- **Teks yang Diberikan**
Hanya Sekadar Ingin Menulis
Sebuah tulisan yang baik
adalah tulisan yang benar-benar memberikan pemahaman kepada banyak pembaca.
Pemahaman itu meliputi: pengertian, penjelasan, pendefinisian, atau hal-hal
lainnya yang membuat seseorang mengatakan “oh
akhirnya saya paham”.
Anda tidak akan menemukan
hal-hal seperti itu pada setiap tulisan yang akan saya buat nanti—semoga saja.
Saya bukan seorang guru, yang diberi tanggung jawab untuk memberikan banyak
pemahaman dan pengetahuan. Saya hanya ingin sekadar menuliskan apa yang ingin
saya ceritakan.

- **Informasi yang Diberikan**
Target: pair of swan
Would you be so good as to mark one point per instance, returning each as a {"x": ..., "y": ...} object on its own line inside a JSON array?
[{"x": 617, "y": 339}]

- **Tugas Tertulis**
1. Ulangi tanpa perubahan semua isi teks yang diberikan, mulai dari "Hanya Sekadar Ingin" sampai ke "saya ceritakan.".
2. Menurut teks yang diberikan, mengapa pembaca tidak akan menemukan pemahaman semacam itu dalam tulisan-tulisan penulisnya nanti? Jelaskan dalam satu sampai tiga kalimat.
3. Apa saja yang tercakup dalam pemahaman menurut teks yang diberikan?

- **Hasil per Tugas**
1.
Hanya Sekadar Ingin Menulis
Sebuah tulisan yang baik
adalah tulisan yang benar-benar memberikan pemahaman kepada banyak pembaca.
Pemahaman itu meliputi: pengertian, penjelasan, pendefinisian, atau hal-hal
lainnya yang membuat seseorang mengatakan “oh
akhirnya saya paham”.
Anda tidak akan menemukan
hal-hal seperti itu pada setiap tulisan yang akan saya buat nanti—semoga saja.
Saya bukan seorang guru, yang diberi tanggung jawab untuk memberikan banyak
pemahaman dan pengetahuan. Saya hanya ingin sekadar menuliskan apa yang ingin
saya ceritakan.

2. Penulis bukan seorang guru yang diberi tanggung jawab untuk memberikan banyak pemahaman dan pengetahuan. Penulis hanya ingin sekadar menuliskan apa yang ingin diceritakan.

3. Pengertian, penjelasan, pendefinisian, atau hal-hal lain yang membuat seseorang mengatakan "oh akhirnya saya paham".